Extracted records
[start]

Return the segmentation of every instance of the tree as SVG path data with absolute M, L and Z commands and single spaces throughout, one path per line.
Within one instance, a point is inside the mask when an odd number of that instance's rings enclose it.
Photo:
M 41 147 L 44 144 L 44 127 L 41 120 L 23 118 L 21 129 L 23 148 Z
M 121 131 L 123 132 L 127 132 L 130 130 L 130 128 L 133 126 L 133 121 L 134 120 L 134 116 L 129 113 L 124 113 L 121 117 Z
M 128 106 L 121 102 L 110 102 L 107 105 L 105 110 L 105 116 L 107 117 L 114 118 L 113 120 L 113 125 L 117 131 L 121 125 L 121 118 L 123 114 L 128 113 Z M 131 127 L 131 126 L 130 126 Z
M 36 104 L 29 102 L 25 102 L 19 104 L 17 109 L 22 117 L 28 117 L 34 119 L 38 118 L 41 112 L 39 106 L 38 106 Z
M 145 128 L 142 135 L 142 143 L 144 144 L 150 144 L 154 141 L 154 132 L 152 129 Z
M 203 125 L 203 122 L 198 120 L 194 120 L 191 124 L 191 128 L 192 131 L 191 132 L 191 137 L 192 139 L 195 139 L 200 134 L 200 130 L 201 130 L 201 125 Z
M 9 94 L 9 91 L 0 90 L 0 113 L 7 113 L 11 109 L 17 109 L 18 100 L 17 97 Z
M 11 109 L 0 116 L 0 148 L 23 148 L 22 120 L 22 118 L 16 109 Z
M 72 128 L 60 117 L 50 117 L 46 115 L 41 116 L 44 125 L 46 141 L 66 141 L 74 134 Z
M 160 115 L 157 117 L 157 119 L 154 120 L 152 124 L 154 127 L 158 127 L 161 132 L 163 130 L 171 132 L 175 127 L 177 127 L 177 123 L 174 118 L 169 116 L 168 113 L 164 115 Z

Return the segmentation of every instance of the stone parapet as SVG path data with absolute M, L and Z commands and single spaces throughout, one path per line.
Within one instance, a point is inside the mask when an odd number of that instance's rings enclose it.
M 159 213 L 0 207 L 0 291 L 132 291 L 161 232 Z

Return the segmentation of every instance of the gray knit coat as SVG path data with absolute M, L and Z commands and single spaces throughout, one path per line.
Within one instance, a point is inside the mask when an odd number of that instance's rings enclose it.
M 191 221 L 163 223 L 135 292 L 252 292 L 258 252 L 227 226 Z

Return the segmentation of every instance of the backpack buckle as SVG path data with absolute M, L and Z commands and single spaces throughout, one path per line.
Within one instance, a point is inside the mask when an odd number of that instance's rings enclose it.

[end]

Your objective: Rewrite the stretch from the line containing "Return the segmentation of every instance of the backpack" through the end of the material, switching "backpack buckle" to "backpack strap" and leaving everything else as it is.

Exercise solution:
Return the segmentation of every instance of the backpack strap as SVG path data with absolute M, L and Z commands and single spaces throughout, one path per line.
Within one instance, a point is inside the mask when an odd number of that instance's rings enclose it.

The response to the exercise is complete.